EXERCISE OBJECTIVE :: Report how many lines in the listing below contain the string "outrigger". Give only the number.

+--

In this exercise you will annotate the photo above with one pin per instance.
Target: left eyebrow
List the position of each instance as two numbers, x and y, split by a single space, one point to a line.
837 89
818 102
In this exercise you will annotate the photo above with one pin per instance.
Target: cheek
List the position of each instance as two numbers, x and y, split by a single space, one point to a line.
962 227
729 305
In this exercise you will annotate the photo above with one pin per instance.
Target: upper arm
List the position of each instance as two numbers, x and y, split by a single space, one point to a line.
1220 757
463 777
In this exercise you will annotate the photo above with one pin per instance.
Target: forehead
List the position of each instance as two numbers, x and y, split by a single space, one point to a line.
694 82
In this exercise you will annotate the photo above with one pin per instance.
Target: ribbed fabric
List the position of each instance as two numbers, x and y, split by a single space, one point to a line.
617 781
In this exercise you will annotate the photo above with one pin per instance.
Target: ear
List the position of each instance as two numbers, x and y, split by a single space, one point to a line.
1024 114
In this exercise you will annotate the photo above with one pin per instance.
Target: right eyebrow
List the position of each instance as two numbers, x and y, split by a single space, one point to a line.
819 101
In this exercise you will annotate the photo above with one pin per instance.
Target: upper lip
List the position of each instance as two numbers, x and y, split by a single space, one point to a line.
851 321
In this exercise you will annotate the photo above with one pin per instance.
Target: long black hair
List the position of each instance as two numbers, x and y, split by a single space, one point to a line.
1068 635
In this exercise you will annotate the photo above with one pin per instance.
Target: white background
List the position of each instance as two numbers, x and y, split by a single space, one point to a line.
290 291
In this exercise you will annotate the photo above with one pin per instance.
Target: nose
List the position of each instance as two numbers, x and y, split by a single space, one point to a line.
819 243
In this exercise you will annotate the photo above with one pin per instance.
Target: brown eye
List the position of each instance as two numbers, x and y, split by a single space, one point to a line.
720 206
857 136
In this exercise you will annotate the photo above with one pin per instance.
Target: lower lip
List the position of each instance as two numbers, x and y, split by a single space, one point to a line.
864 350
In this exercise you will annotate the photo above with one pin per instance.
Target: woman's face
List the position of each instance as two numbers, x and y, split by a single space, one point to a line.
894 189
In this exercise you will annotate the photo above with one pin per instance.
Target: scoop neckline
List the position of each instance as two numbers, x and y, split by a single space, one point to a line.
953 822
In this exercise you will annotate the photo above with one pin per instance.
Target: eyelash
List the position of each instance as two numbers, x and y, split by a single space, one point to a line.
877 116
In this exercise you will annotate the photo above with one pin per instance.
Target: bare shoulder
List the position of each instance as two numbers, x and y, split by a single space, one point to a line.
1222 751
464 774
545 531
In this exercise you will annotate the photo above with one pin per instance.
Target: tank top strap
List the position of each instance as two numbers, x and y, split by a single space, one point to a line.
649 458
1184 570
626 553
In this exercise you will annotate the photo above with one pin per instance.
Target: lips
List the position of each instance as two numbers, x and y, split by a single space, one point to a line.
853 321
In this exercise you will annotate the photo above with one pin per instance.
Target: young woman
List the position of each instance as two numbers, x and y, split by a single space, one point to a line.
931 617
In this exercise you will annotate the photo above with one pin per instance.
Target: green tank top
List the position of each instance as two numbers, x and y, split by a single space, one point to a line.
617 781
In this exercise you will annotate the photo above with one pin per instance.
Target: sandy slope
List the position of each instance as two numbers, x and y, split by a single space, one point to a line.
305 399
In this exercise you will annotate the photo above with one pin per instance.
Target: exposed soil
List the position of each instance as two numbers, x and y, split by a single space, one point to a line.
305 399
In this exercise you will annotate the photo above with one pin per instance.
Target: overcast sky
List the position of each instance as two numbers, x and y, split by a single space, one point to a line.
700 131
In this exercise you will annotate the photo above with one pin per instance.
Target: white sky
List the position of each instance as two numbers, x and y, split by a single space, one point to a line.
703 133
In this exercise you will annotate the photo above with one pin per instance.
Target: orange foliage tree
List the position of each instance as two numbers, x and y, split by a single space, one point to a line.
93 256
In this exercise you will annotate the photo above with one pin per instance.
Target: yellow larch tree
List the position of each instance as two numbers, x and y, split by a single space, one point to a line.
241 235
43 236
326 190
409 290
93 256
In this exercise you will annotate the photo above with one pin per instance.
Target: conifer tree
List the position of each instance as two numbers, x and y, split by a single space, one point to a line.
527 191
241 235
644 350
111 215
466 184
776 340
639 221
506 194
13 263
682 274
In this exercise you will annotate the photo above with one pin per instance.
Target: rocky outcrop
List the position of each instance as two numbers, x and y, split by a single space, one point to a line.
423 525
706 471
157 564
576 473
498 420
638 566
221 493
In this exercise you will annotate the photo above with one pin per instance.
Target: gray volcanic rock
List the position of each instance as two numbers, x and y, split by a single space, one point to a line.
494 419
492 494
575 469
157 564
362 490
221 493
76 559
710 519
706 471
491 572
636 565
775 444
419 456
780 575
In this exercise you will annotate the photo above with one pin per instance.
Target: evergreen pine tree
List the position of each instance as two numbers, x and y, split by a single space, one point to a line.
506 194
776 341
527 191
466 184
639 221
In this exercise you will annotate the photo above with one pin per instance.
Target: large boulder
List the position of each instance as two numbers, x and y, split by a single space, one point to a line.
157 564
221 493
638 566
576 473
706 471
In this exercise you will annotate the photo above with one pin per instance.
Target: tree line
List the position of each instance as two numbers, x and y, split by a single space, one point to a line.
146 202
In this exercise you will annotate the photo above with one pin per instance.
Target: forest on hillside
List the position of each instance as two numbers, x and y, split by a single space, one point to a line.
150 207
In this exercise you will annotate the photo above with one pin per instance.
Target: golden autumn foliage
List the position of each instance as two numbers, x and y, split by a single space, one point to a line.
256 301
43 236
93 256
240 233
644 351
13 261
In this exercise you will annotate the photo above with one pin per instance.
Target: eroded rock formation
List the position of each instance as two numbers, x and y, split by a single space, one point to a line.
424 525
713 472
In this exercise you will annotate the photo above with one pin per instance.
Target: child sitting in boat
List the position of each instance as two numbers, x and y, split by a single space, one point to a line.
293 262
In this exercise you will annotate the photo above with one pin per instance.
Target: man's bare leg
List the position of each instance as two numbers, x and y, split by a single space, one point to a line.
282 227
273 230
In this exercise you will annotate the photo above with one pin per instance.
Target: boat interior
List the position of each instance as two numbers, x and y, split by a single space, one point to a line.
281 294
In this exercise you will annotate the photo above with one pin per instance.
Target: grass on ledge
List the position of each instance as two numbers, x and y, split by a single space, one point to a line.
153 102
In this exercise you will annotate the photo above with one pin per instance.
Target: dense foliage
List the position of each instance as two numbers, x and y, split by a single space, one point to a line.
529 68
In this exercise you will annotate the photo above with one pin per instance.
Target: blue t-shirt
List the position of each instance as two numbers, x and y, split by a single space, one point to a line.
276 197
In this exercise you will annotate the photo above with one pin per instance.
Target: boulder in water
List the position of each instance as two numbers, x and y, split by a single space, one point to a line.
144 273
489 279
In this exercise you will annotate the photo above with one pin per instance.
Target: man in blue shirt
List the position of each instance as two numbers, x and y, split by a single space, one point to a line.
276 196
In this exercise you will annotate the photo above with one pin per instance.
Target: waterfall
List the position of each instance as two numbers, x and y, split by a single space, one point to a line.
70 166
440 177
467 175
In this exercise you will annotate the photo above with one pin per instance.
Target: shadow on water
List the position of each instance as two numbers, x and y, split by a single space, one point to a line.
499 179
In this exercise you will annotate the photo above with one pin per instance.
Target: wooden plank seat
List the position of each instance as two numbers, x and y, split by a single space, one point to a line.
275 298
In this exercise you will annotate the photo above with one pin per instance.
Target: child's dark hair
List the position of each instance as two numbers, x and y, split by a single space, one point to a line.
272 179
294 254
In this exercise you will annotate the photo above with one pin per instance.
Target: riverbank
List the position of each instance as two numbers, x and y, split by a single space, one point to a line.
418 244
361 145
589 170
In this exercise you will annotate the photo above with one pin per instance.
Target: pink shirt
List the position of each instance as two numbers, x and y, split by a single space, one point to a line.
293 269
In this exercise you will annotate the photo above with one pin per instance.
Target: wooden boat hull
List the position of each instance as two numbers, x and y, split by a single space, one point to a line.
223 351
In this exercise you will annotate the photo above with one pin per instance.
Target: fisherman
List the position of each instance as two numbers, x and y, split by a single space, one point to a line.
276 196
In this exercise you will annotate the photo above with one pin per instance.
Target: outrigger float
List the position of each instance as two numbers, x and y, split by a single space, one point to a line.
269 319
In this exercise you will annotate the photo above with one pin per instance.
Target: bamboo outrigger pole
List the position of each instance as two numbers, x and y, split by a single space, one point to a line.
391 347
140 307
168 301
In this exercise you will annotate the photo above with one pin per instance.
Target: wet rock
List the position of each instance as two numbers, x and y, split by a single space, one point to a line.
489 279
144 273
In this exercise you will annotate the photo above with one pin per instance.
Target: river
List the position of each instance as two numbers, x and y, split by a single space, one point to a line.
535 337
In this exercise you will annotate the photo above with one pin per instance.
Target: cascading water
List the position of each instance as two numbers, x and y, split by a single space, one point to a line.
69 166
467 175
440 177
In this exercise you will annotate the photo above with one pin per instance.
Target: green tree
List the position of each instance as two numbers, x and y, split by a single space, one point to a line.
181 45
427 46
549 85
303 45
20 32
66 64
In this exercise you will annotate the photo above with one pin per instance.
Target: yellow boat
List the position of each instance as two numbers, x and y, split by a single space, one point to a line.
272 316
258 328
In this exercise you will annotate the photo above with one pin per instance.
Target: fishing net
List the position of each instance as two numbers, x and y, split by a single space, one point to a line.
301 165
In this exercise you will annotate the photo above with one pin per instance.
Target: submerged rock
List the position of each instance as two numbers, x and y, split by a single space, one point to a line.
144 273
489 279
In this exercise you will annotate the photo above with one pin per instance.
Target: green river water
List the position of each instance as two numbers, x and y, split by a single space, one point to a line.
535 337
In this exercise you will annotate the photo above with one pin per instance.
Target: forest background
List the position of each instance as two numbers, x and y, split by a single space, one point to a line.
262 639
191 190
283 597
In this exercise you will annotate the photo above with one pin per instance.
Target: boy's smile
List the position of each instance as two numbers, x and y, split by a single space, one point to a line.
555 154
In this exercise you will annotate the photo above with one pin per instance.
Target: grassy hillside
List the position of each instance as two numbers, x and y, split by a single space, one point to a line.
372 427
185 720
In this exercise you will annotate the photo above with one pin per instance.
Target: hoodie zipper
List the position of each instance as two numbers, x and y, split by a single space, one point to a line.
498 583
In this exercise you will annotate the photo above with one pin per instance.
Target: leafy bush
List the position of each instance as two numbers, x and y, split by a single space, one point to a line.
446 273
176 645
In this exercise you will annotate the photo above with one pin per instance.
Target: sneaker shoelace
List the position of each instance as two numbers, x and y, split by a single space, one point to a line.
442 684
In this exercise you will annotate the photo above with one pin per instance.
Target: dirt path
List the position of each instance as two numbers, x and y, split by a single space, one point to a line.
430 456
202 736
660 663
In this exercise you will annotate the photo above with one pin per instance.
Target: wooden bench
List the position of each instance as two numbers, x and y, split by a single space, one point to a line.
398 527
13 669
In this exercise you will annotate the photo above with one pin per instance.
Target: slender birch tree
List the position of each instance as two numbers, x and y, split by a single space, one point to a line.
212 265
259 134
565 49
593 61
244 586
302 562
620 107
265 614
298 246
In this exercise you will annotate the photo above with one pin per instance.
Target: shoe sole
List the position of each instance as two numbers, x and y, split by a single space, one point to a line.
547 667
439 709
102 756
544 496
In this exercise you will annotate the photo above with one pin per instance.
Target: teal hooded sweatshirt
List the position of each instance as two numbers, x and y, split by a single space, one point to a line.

+--

TASK OUTPUT :: 2